Given passage:
+++++

By late 1967, drummer Rick Barthelme left the band to pursue conceptual art and literature in New York. Mayo Thompson felt at "loose ends" with the label and remained in California, where he worked with Joseph Byrd of the United States of America in Los Angeles as a sound engineer. Byrd had previously sat in at early Red Krayola rehearsals and considered Thompson joining his band if only he could "sightread". A few months later, International Artists contacted Thompson about recording a new Red Crayola album, as The Parable of Arable Land had become an unexpected success. The record had sold over 50,000 copies, selling out its original pressing. Lelan Rogers stated: "The record’s an evergreen. It will always make money". However, the label had already spent the band’s share of the revenue on flying them out to Berkeley.

In February 1968, the Red Crayola reformed with drummer Tommy Smith who had previously performed in the San Antonio band Bubble Puppy. Around this time, the band received a cease and desist letter from Binney & Smith, the company which manufactured Crayola crayons, over the band's name, resulting in the legally altered spelling to "Red Krayola". Their second album God Bless the Red Krayola and All Who Sail With It was released in May 1968, with International Artists promoting the record with posters, radio spots and a planned tour. However, upon release it was not as well received as their debut, selling only around 6,000 copies and being dismissed by most critics. The tour was cancelled and drummer Tommy Smith left the band after being needed elsewhere.

+++++

(Natural-language object grounding data)
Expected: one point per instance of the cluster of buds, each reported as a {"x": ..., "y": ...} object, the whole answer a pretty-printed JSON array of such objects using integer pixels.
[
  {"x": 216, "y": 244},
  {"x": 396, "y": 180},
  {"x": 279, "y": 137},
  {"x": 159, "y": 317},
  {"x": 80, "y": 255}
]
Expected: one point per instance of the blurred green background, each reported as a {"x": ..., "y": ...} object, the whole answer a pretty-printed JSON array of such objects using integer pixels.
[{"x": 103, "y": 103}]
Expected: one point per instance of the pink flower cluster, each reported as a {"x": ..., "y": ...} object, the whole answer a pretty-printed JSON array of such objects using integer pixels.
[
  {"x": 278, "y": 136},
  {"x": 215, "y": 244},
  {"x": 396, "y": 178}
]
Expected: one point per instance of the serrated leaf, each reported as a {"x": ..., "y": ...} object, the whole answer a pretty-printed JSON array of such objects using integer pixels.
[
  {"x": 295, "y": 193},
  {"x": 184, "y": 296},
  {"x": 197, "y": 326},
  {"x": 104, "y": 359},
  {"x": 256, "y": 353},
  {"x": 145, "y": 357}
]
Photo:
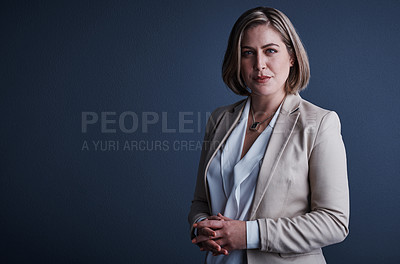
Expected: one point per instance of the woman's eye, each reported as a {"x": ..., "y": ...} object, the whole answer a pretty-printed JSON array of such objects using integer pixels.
[{"x": 247, "y": 53}]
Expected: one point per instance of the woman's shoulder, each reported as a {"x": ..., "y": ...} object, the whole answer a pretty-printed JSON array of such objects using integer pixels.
[
  {"x": 313, "y": 114},
  {"x": 219, "y": 111}
]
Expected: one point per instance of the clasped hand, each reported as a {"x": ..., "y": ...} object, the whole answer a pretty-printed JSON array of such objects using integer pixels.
[{"x": 220, "y": 234}]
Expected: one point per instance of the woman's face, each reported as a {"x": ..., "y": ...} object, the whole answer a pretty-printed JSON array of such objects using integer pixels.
[{"x": 265, "y": 61}]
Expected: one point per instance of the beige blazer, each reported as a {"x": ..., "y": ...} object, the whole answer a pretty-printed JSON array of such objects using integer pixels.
[{"x": 301, "y": 201}]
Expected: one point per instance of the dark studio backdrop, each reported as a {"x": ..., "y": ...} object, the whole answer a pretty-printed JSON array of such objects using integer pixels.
[{"x": 103, "y": 107}]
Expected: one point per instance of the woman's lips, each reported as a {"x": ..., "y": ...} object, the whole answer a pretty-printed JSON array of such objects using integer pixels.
[{"x": 262, "y": 79}]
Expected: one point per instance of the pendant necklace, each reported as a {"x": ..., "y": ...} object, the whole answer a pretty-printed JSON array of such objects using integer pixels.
[{"x": 255, "y": 124}]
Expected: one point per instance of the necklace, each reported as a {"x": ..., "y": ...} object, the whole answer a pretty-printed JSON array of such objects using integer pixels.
[{"x": 255, "y": 124}]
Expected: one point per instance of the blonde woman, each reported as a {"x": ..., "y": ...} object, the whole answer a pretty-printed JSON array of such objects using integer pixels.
[{"x": 272, "y": 179}]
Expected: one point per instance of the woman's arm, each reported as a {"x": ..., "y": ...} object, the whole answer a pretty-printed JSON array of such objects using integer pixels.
[{"x": 327, "y": 222}]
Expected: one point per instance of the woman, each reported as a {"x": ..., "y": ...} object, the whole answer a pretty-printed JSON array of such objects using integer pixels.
[{"x": 272, "y": 179}]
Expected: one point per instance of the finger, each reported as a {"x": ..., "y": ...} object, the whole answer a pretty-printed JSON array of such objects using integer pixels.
[
  {"x": 206, "y": 232},
  {"x": 200, "y": 239},
  {"x": 213, "y": 217},
  {"x": 212, "y": 245},
  {"x": 213, "y": 224},
  {"x": 223, "y": 217}
]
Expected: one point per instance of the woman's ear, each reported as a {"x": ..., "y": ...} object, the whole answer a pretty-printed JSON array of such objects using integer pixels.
[{"x": 291, "y": 61}]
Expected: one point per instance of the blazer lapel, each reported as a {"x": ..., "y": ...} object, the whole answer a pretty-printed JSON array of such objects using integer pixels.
[
  {"x": 223, "y": 129},
  {"x": 284, "y": 127}
]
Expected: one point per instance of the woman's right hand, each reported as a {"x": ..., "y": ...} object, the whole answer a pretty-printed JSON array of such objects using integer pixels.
[{"x": 203, "y": 239}]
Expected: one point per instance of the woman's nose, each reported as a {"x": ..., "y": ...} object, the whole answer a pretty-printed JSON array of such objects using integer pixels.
[{"x": 261, "y": 63}]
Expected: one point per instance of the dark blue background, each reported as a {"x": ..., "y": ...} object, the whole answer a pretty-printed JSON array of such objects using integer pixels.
[{"x": 60, "y": 204}]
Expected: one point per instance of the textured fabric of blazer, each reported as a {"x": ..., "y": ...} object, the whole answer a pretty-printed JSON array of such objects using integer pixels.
[{"x": 301, "y": 201}]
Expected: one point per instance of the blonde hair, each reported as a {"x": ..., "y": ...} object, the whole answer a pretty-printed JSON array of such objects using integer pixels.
[{"x": 299, "y": 74}]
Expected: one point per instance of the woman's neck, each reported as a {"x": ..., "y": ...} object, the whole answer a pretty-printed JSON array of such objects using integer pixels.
[{"x": 266, "y": 104}]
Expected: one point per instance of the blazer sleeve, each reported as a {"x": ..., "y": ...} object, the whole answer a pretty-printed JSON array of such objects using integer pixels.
[
  {"x": 327, "y": 221},
  {"x": 200, "y": 208}
]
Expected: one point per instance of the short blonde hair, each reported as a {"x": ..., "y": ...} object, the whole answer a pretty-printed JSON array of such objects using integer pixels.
[{"x": 299, "y": 74}]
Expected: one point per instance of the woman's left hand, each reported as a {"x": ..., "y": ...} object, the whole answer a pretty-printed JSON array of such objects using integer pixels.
[{"x": 229, "y": 234}]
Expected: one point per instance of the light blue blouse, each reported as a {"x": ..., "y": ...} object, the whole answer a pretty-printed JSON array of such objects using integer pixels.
[{"x": 232, "y": 181}]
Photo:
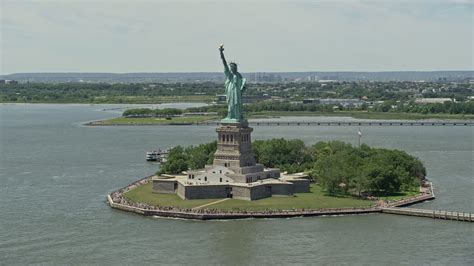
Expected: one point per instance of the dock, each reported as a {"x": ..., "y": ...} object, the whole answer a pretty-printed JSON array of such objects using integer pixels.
[{"x": 434, "y": 214}]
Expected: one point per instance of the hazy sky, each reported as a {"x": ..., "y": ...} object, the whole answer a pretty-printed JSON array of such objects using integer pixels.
[{"x": 183, "y": 36}]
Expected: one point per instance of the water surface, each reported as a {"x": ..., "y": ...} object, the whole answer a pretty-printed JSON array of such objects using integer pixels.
[{"x": 55, "y": 174}]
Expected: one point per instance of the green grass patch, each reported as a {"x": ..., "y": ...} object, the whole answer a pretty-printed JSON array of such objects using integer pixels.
[
  {"x": 155, "y": 121},
  {"x": 316, "y": 199},
  {"x": 144, "y": 194}
]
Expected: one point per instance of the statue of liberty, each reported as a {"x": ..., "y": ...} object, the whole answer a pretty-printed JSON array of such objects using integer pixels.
[{"x": 234, "y": 86}]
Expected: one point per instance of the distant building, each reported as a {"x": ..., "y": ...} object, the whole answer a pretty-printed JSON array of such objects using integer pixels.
[
  {"x": 432, "y": 100},
  {"x": 247, "y": 98},
  {"x": 7, "y": 81},
  {"x": 331, "y": 101}
]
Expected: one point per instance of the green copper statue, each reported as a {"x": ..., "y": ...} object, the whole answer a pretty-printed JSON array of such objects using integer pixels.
[{"x": 234, "y": 86}]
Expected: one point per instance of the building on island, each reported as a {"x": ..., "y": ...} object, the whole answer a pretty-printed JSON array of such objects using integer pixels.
[{"x": 233, "y": 174}]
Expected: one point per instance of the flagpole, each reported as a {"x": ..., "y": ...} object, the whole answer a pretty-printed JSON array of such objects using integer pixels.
[{"x": 360, "y": 136}]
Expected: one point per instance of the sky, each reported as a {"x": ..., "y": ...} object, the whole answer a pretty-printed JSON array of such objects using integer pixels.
[{"x": 261, "y": 36}]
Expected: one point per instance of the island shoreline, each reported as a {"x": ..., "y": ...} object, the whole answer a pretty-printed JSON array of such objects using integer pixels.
[{"x": 204, "y": 214}]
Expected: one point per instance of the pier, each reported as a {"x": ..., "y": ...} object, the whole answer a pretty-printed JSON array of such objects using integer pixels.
[
  {"x": 356, "y": 123},
  {"x": 434, "y": 214}
]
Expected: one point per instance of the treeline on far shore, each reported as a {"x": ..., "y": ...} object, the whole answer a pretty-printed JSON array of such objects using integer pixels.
[
  {"x": 338, "y": 167},
  {"x": 458, "y": 108}
]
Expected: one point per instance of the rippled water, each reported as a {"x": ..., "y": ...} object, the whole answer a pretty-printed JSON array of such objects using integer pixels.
[{"x": 55, "y": 174}]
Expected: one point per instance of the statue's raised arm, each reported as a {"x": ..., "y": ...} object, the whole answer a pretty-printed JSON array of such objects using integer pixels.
[
  {"x": 226, "y": 67},
  {"x": 234, "y": 86}
]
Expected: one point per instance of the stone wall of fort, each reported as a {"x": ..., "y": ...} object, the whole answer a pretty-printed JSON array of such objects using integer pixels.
[
  {"x": 300, "y": 185},
  {"x": 164, "y": 186},
  {"x": 205, "y": 192}
]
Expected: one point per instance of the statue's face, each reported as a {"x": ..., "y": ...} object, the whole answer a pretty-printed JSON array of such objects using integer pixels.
[{"x": 233, "y": 68}]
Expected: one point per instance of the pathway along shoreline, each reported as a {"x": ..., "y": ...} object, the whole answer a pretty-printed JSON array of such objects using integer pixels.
[
  {"x": 117, "y": 201},
  {"x": 455, "y": 123}
]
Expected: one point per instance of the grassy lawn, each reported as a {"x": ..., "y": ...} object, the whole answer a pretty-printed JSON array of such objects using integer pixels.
[
  {"x": 144, "y": 194},
  {"x": 316, "y": 199},
  {"x": 155, "y": 121},
  {"x": 363, "y": 115}
]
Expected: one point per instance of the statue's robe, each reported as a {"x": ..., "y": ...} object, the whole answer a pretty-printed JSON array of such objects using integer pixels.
[{"x": 234, "y": 86}]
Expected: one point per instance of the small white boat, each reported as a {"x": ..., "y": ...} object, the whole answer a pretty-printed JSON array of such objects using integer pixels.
[{"x": 159, "y": 155}]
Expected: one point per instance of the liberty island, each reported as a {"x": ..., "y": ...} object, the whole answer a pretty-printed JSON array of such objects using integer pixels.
[
  {"x": 234, "y": 172},
  {"x": 235, "y": 175}
]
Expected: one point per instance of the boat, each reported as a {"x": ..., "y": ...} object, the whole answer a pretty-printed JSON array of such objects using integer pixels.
[{"x": 157, "y": 156}]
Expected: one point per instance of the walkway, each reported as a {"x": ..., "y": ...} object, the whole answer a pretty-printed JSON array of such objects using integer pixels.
[
  {"x": 445, "y": 215},
  {"x": 354, "y": 123},
  {"x": 211, "y": 203}
]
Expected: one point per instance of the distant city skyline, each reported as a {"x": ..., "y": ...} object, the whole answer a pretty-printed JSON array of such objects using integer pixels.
[{"x": 183, "y": 36}]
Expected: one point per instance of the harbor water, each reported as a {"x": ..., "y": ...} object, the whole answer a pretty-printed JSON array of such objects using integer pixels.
[{"x": 55, "y": 174}]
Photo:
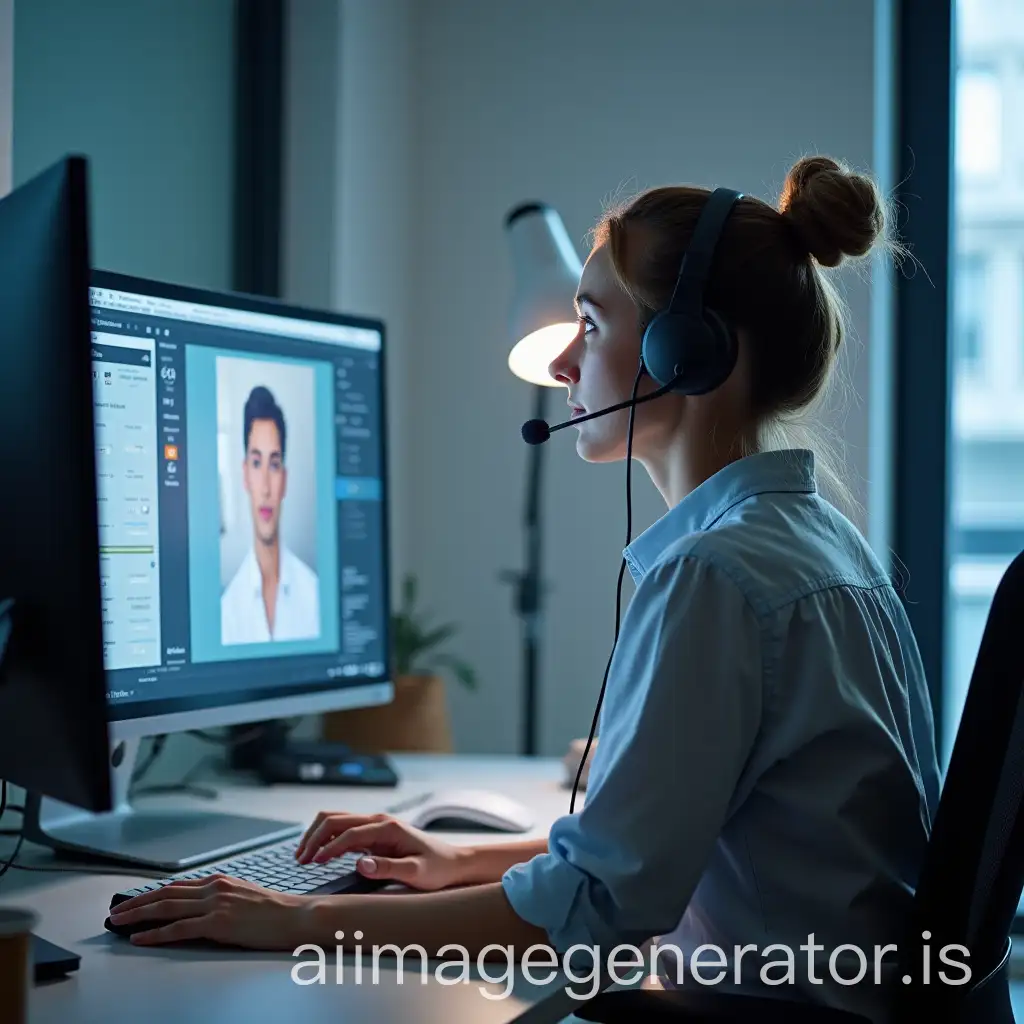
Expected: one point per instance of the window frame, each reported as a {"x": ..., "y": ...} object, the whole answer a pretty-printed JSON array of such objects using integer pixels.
[
  {"x": 923, "y": 328},
  {"x": 924, "y": 324}
]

+++++

Assignment: In the passage about the Red Crayola, rewrite the part from "By late 1967, drummer" up to and including "out to Berkeley." with "label" changed to "company".

Task answer:
By late 1967, drummer Rick Barthelme left the band to pursue conceptual art and literature in New York. Mayo Thompson felt at "loose ends" with the company and remained in California, where he worked with Joseph Byrd of the United States of America in Los Angeles as a sound engineer. Byrd had previously sat in at early Red Krayola rehearsals and considered Thompson joining his band if only he could "sightread". A few months later, International Artists contacted Thompson about recording a new Red Crayola album, as The Parable of Arable Land had become an unexpected success. The record had sold over 50,000 copies, selling out its original pressing. Lelan Rogers stated: "The record’s an evergreen. It will always make money". However, the company had already spent the band’s share of the revenue on flying them out to Berkeley.